### [Task prompt]
Each line below should be copied exactly as it stands.

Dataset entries
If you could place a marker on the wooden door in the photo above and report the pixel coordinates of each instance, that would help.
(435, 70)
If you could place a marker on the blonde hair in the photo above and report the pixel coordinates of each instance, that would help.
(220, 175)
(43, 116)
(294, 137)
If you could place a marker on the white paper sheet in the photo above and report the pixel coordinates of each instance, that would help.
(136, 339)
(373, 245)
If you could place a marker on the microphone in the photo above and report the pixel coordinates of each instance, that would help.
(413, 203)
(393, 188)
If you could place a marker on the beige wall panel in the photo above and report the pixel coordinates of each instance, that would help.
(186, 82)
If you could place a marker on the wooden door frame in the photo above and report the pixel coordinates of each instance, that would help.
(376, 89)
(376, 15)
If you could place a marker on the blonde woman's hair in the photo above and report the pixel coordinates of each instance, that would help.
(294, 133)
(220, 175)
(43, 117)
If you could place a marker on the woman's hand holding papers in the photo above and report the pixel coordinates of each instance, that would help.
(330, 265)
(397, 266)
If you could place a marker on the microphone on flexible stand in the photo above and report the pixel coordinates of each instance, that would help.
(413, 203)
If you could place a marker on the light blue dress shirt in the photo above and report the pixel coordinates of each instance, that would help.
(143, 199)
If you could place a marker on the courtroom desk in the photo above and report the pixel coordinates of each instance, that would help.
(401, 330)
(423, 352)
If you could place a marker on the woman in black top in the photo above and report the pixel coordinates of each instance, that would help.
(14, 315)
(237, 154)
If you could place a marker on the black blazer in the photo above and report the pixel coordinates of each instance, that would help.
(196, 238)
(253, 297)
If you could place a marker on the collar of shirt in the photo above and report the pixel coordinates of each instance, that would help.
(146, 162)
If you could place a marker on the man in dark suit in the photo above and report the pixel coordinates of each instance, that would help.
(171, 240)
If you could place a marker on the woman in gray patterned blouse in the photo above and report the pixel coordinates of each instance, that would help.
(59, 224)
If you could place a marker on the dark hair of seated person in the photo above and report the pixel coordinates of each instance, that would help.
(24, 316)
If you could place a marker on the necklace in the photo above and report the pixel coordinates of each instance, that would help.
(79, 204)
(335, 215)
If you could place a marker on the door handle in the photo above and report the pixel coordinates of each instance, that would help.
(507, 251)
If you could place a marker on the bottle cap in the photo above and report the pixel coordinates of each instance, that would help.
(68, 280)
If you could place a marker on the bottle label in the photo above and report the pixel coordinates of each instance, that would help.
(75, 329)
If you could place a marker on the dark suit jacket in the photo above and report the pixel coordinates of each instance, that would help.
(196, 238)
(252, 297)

### [Response to the exercise]
If you could place a marker on the wooden door in the photo above and report the pixel coordinates of each instance, that would help.
(435, 70)
If you could place a marker on the blonde hair in the photo above and report the pixel coordinates of each instance, that would help.
(220, 175)
(43, 116)
(294, 137)
If you could place a marker on the white paper sheet in the photo above and report the pixel coordinates of each instance, that would help.
(136, 339)
(373, 245)
If you could place a marker on the microphone in the photo above and report the pixel coordinates of each instance, that would help.
(413, 203)
(393, 188)
If you could place a marker on the beige wall panel in the photo above and report the pixel coordinates of each instance, that would help.
(186, 82)
If you could place a marker on the wooden door frame in the photo above and report the pixel coordinates of each instance, that would help.
(376, 89)
(376, 15)
If you could place a marker on the blonde woman's hair in the photo above and report the pixel coordinates of each instance, that would help.
(294, 133)
(220, 175)
(43, 117)
If you could place a marker on the woman's hand holding papers in the photo above and report the pixel coordinates of each instance, that would help.
(330, 265)
(397, 266)
If you could place a marker on the microphone on flexible stand in the photo above and report the pixel coordinates of each instance, that would help.
(413, 203)
If you could place a marker on the light blue dress shirt in the photo above and report the pixel coordinates of each instance, that would help.
(143, 199)
If you could place a marker on the courtroom desk in the photo above and report the pixel coordinates of each instance, that would help.
(401, 330)
(423, 352)
If you could place a marker on the woman in black top in the photo above and report the pixel coordinates of each instance, that would help.
(14, 315)
(237, 154)
If you could place a marker on the black blazer in the photo above and report the pixel coordinates of each instance, that would help.
(196, 238)
(253, 297)
If you could place a marker on the collar of shirt in the photo above and report the pixel coordinates of each instance, that would help.
(146, 162)
If you could place a marker on the man in dark suit in the photo above and report the pixel coordinates of each instance, that would help.
(171, 240)
If you could place a marker on the woman in gray patterned blouse in the photo above and report the pixel coordinates of each instance, that would help.
(59, 224)
If you could place a marker on the dark hair of seated person in the photo above and report the pixel coordinates of each instance, that would help.
(24, 316)
If you could place a marker on the necklace in the photo above and report the pixel coordinates of each instance, that would help.
(79, 204)
(335, 215)
If you could place a marker on the door handle in the photo above and report the pixel coordinates of each instance, that would help.
(507, 251)
If you could place a marker on the bottle cap in the photo above and report the pixel coordinates of each instance, that would help.
(68, 280)
If you could place a marker on the bottle label in the photo above and report the pixel coordinates of each instance, that would help.
(75, 329)
If you could place a marker on the dark suit jacket in the photo above and report the pixel coordinates of each instance, that would help.
(196, 238)
(252, 297)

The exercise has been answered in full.